▶ FRAGMENT DOKUMENTU
Ogólne rozmowy na tematy związane z mieszkaniem w Wielkiej Brytanii. Ogłoszenia mieszkaniowe można znaleźć pod adresem www.londynek.net/accommodation
Inyan
Gastarbeiter
Posty: 15
Rejestracja: 26 lip 2013 12:14

spokojna dzielnica, a cena - prosze o porade

Postautor: Inyan » 26 lip 2013 12:26

hej,
Potrzebuje porady - chce przeniesc sie do Londynu z innego miasta w UK i szukam dzielnicy, w ktorej proporcje spokojna/cena sa najlepsze ;)
zdaje sobie sprawe z tego, ze to czesto subiektywna sprawa ale zapewne jakies tendencje sa dosyc wyrazne?
Szukam pokoju, nie domu czy mieszkania calego.
Oczywiscie prawie dla kazdego idealnym rozwiazaniem bylby pokoj w samym centrum za darmo ;) ale jestem realista w tym zakresie

Usercostam
Rezydent
Posty: 5231
Rejestracja: 06 gru 2013 12:00

Postautor: Usercostam » 26 lip 2013 13:44

Nie wynajmuj blisko tzw. council flats. Bo tam zawsze jest biedota i patologia niezależnie od dzielnicy.

Omijałbym też 3 strefe, bo tam mieszka najwięcej patologii.

Inyan
Gastarbeiter
Posty: 15
Rejestracja: 26 lip 2013 12:14

Postautor: Inyan » 26 lip 2013 13:57

problem w tym, ze ja nie wiem w jakich rejonach sa councilowskie mieszkania :/
a ze strefa w takim razie lepiej jest szukac np 2 i 4 niz 3? moze jakies konkretne propozycje dzielnic, ktore byscie polecali?

▶ ZADANIA DO WYKONANIA
[A] Przepisz wiernie fragment wątku forum o szukaniu pokoju w Londynie od „Ogólne rozmowy na” do „sa najlepsze ;)”.
[B] Podaj, proszę, dalszy ciąg wątku forum o szukaniu pokoju w Londynie, zaczynając tuż po jego ostatnim zdaniu.

▶ FRAGMENT DANYCH
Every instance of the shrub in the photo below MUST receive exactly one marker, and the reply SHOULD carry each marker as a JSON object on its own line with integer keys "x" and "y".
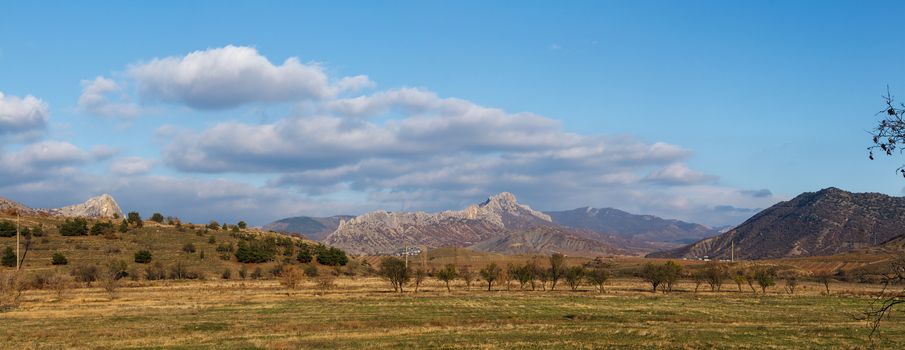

▶ ODPOWIEDZI DO ZADAŃ
[A]
Ogólne rozmowy na tematy związane z mieszkaniem w Wielkiej Brytanii. Ogłoszenia mieszkaniowe można znaleźć pod adresem www.londynek.net/accommodation
Inyan
Gastarbeiter
Posty: 15
Rejestracja: 26 lip 2013 12:14

spokojna dzielnica, a cena - prosze o porade

Postautor: Inyan » 26 lip 2013 12:26

hej,
Potrzebuje porady - chce przeniesc sie do Londynu z innego miasta w UK i szukam dzielnicy, w ktorej proporcje spokojna/cena sa najlepsze ;)

[B]
dziekuje w ogole za odpowiedz :)

Usercostam
Rezydent
Posty: 5231
Rejestracja: 06 gru 2013 12:00

Postautor: Usercostam » 26 lip 2013 19:54

Ja bym szukał strefe 2 (ale nie we wschodnim londynie), jak Cię stać to 1 (ale nie na południu) albo strefe 4-5

Tak naprawdę to jest problem sporo wyolbrzymiony, jedyne problemy jakie napotkałem to dzieciarnia rzucająca we mnie kamieniami i krzycząca "polish pig"

No ale to wiadomo, rodzice alkoholicy - jak taki debil wytłumaczy dziecku czemu nie mają kasy? "Because this Polish scum came to this country and took our jobs" itd.

Coucil flats rozpoznasz od razu - to są budynki z których wieje bieda.

No więc jak się nie boisz dzieciarni, i jak jakiś murzyn do Ciebie podejdzie i powie, że chce hajs, nie klękasz od razu na kolana tylko się stawiasz, to wszędzie możesz mieszkać.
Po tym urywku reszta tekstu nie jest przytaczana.